** Problem details **
Write out the part of the listing that opens with the line containing "Identify the tree bark" and closes with the line containing "<point>583,375</point>", requests included. Multiply every coordinate in the answer points by 1.35 and round to whole numbers, halves up, leaving the points in the request and its format sample as they are.

(Position annotation records)
--

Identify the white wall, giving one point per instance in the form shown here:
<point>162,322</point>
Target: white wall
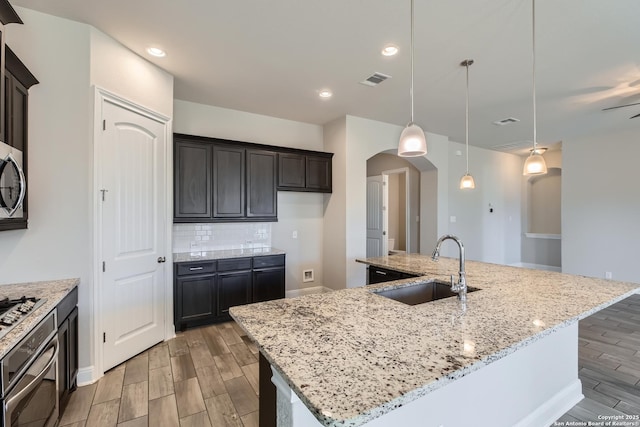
<point>487,236</point>
<point>120,71</point>
<point>57,243</point>
<point>601,205</point>
<point>68,58</point>
<point>301,212</point>
<point>335,229</point>
<point>492,237</point>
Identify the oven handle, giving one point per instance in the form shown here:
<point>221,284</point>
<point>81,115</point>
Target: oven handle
<point>33,384</point>
<point>23,186</point>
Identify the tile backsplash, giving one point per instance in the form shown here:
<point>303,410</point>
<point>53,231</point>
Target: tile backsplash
<point>219,236</point>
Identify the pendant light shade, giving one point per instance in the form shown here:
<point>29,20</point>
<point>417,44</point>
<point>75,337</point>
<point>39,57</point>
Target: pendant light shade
<point>467,182</point>
<point>535,164</point>
<point>412,140</point>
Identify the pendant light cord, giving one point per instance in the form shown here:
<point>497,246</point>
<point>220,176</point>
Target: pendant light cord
<point>533,54</point>
<point>411,48</point>
<point>467,119</point>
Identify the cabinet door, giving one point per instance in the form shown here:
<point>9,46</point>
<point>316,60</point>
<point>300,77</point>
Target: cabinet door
<point>268,284</point>
<point>233,289</point>
<point>192,180</point>
<point>261,184</point>
<point>291,171</point>
<point>63,361</point>
<point>73,350</point>
<point>318,173</point>
<point>228,182</point>
<point>194,300</point>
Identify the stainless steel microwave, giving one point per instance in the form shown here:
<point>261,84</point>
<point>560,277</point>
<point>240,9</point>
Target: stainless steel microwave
<point>13,185</point>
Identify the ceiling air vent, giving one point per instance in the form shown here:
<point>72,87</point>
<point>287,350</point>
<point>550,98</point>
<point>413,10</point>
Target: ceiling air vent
<point>506,121</point>
<point>375,79</point>
<point>513,147</point>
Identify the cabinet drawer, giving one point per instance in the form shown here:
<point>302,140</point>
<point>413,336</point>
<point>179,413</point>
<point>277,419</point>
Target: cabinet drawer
<point>234,264</point>
<point>268,261</point>
<point>186,268</point>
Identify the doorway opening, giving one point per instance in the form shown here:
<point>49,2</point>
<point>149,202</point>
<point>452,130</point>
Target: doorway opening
<point>393,206</point>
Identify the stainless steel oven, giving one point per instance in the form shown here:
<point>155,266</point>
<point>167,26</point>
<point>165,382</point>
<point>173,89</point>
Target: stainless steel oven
<point>29,378</point>
<point>13,185</point>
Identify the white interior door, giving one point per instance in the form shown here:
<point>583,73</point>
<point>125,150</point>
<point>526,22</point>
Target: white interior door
<point>377,217</point>
<point>132,181</point>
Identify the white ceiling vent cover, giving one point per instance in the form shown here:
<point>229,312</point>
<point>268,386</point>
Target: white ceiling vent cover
<point>506,121</point>
<point>517,146</point>
<point>375,79</point>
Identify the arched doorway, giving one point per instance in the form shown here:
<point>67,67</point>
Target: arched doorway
<point>401,204</point>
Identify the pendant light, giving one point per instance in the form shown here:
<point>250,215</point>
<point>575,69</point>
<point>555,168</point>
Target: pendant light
<point>412,140</point>
<point>467,180</point>
<point>535,164</point>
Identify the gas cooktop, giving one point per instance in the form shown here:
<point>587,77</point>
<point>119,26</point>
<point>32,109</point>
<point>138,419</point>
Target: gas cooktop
<point>13,311</point>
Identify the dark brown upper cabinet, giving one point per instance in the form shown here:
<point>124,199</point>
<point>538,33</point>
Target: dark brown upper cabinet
<point>192,179</point>
<point>229,190</point>
<point>218,180</point>
<point>13,116</point>
<point>304,172</point>
<point>261,184</point>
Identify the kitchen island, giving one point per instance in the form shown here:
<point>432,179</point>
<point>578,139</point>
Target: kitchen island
<point>508,358</point>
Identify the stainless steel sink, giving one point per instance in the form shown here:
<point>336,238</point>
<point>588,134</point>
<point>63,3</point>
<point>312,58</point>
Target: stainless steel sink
<point>421,293</point>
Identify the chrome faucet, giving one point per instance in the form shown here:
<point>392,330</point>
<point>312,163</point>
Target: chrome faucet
<point>461,287</point>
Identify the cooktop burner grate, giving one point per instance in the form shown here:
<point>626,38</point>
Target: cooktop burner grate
<point>13,311</point>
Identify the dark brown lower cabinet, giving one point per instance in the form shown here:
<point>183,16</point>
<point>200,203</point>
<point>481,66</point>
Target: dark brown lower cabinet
<point>67,347</point>
<point>268,284</point>
<point>204,291</point>
<point>194,302</point>
<point>234,288</point>
<point>267,416</point>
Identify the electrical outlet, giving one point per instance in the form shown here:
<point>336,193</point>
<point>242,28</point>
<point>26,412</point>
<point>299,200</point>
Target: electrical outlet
<point>307,275</point>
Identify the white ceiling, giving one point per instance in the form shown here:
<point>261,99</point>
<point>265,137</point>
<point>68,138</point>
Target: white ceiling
<point>272,58</point>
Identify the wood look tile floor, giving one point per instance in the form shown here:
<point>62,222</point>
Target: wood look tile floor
<point>204,377</point>
<point>609,364</point>
<point>209,377</point>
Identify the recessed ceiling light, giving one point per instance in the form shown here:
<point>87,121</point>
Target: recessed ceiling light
<point>156,51</point>
<point>389,50</point>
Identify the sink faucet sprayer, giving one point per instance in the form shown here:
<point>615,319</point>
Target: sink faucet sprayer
<point>461,287</point>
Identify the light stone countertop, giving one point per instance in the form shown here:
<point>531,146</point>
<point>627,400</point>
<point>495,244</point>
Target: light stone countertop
<point>226,253</point>
<point>53,291</point>
<point>352,356</point>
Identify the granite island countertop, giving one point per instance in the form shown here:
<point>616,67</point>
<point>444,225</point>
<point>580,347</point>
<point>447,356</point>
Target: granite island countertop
<point>53,291</point>
<point>225,253</point>
<point>352,356</point>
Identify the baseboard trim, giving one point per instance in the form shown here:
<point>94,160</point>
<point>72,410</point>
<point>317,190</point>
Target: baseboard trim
<point>537,266</point>
<point>555,407</point>
<point>307,291</point>
<point>86,376</point>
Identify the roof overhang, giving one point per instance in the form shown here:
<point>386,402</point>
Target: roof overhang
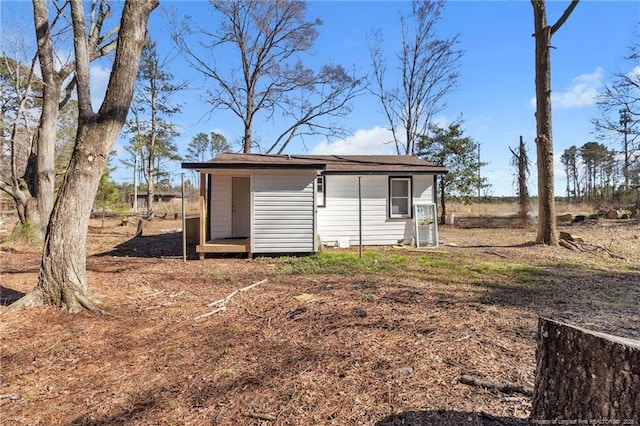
<point>385,172</point>
<point>253,165</point>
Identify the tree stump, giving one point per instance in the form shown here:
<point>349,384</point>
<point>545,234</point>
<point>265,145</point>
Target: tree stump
<point>583,376</point>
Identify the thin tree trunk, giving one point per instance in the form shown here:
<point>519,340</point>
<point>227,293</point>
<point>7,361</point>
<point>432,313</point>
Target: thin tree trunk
<point>46,135</point>
<point>547,232</point>
<point>443,211</point>
<point>523,191</point>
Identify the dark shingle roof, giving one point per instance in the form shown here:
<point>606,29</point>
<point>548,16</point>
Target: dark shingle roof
<point>328,163</point>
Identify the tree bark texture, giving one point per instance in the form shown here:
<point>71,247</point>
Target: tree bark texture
<point>547,233</point>
<point>523,191</point>
<point>62,281</point>
<point>45,138</point>
<point>583,375</point>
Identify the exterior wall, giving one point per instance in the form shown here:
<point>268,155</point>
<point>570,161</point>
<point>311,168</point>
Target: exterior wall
<point>339,218</point>
<point>283,212</point>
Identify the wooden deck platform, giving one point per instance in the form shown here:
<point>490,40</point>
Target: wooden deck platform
<point>225,245</point>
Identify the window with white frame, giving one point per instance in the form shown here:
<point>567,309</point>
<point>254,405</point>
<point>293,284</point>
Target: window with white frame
<point>320,193</point>
<point>400,197</point>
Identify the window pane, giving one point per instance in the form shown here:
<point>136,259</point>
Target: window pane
<point>399,188</point>
<point>400,206</point>
<point>320,190</point>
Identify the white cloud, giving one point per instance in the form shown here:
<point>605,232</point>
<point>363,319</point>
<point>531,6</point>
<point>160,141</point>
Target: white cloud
<point>582,92</point>
<point>364,142</point>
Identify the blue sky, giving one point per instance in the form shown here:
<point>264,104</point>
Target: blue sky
<point>496,86</point>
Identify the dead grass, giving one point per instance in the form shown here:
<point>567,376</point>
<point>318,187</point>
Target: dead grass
<point>382,343</point>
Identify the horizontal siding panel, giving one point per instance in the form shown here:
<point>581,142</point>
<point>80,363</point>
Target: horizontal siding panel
<point>340,217</point>
<point>283,213</point>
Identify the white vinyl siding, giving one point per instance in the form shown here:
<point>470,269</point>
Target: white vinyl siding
<point>283,212</point>
<point>339,218</point>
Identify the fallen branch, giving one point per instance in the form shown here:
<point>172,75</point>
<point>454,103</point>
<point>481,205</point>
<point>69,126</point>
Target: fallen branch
<point>496,254</point>
<point>260,416</point>
<point>577,244</point>
<point>222,303</point>
<point>505,387</point>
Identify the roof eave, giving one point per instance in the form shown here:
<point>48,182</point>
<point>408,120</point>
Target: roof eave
<point>222,166</point>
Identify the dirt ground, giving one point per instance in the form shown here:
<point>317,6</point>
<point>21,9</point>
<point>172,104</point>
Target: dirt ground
<point>374,348</point>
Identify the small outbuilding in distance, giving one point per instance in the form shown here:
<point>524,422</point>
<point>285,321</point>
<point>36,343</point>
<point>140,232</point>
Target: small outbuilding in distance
<point>290,204</point>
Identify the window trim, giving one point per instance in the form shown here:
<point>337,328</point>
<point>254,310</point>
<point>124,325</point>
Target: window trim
<point>324,191</point>
<point>390,214</point>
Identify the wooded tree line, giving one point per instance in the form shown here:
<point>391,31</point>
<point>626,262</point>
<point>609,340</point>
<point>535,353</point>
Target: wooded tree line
<point>596,173</point>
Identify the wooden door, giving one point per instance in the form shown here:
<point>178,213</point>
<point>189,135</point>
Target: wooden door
<point>240,207</point>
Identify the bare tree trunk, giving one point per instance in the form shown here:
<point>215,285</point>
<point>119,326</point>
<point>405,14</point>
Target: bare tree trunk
<point>45,138</point>
<point>443,210</point>
<point>523,191</point>
<point>582,374</point>
<point>62,280</point>
<point>547,232</point>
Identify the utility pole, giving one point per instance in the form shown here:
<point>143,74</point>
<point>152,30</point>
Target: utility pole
<point>479,178</point>
<point>135,183</point>
<point>625,118</point>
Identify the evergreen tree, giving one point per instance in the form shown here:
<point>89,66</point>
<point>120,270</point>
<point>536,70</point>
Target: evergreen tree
<point>153,134</point>
<point>449,147</point>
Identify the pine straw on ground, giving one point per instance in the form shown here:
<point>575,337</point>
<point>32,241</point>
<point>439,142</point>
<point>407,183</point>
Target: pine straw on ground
<point>370,348</point>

--

** Correct response **
Identify the tree bark texture, giving one point per instance in the form shown here:
<point>71,247</point>
Target: tree bark texture
<point>738,315</point>
<point>706,258</point>
<point>84,379</point>
<point>61,186</point>
<point>787,506</point>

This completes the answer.